Task statement:
Gather every line below that contains the word "white".

Records provided:
----------------
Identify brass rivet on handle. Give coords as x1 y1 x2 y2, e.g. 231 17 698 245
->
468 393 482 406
----------------
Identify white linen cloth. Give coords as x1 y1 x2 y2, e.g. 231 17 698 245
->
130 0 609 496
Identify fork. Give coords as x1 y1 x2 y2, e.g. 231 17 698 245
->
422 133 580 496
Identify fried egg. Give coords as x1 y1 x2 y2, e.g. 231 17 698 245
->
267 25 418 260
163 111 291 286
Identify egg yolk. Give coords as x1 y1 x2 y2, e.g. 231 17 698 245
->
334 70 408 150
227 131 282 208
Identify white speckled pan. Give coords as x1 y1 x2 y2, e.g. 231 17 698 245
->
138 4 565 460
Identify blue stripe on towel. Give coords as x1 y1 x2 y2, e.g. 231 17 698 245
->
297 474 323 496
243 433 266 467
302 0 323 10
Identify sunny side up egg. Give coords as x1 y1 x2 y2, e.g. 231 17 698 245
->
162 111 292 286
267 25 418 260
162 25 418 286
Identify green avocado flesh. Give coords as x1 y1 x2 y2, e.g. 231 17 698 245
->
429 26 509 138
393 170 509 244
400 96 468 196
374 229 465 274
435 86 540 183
----------------
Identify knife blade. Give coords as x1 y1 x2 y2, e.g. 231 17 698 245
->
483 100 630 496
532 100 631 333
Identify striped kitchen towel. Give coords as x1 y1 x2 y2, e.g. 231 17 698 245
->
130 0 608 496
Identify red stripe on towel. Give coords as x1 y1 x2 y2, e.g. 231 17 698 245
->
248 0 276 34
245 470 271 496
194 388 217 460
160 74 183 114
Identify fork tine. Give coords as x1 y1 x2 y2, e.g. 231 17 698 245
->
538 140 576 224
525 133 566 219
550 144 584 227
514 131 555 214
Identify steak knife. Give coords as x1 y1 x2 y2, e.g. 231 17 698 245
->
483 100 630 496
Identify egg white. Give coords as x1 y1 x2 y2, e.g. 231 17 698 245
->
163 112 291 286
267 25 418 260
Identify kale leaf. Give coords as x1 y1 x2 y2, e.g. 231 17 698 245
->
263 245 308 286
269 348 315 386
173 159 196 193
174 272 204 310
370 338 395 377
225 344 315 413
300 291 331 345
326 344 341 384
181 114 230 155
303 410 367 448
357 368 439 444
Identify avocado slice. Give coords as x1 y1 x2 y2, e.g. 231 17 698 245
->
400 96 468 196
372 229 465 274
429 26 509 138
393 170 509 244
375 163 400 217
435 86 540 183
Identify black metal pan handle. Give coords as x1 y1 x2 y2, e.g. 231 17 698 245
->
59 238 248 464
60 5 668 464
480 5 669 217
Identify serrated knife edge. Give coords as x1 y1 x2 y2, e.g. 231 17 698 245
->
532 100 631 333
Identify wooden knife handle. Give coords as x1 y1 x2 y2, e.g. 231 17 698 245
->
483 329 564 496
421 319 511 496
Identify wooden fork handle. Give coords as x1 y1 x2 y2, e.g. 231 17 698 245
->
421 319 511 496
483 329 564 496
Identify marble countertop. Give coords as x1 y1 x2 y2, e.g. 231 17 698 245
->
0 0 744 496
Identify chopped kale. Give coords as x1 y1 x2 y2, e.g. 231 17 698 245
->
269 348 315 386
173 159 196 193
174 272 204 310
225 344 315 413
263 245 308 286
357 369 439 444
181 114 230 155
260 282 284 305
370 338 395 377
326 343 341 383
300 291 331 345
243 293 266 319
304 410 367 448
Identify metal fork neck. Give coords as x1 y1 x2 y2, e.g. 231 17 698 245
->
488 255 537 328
----------------
Complete answer:
Identify white linen cloth. Give coords as x1 y1 x2 y2, e.g. 231 17 698 245
Identify white speckled pan. Give coords as x1 y1 x2 y2, e.g. 231 17 698 245
Identify egg white. Give coords as x1 y1 x2 y2, e.g. 231 17 698 245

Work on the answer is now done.